For this exercise, please find the lines in the entries that include the word "point" and copy them.

The data:
↓
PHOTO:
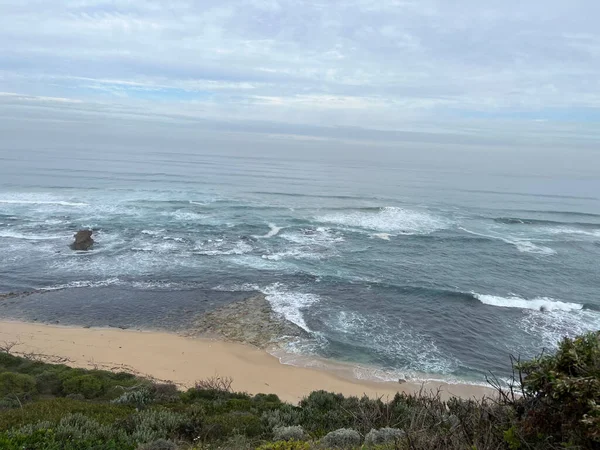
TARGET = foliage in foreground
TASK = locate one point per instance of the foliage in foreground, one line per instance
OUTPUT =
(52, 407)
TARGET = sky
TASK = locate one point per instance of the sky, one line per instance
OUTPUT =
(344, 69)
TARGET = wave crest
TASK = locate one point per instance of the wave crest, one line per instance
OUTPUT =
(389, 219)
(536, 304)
↑
Response:
TASK = locate one point per instance of the foliage in foreground, one line per instance
TASK = locate one point per instance of the sky, one line per instance
TASK = locate one point per instance of the wave crest, one line per instance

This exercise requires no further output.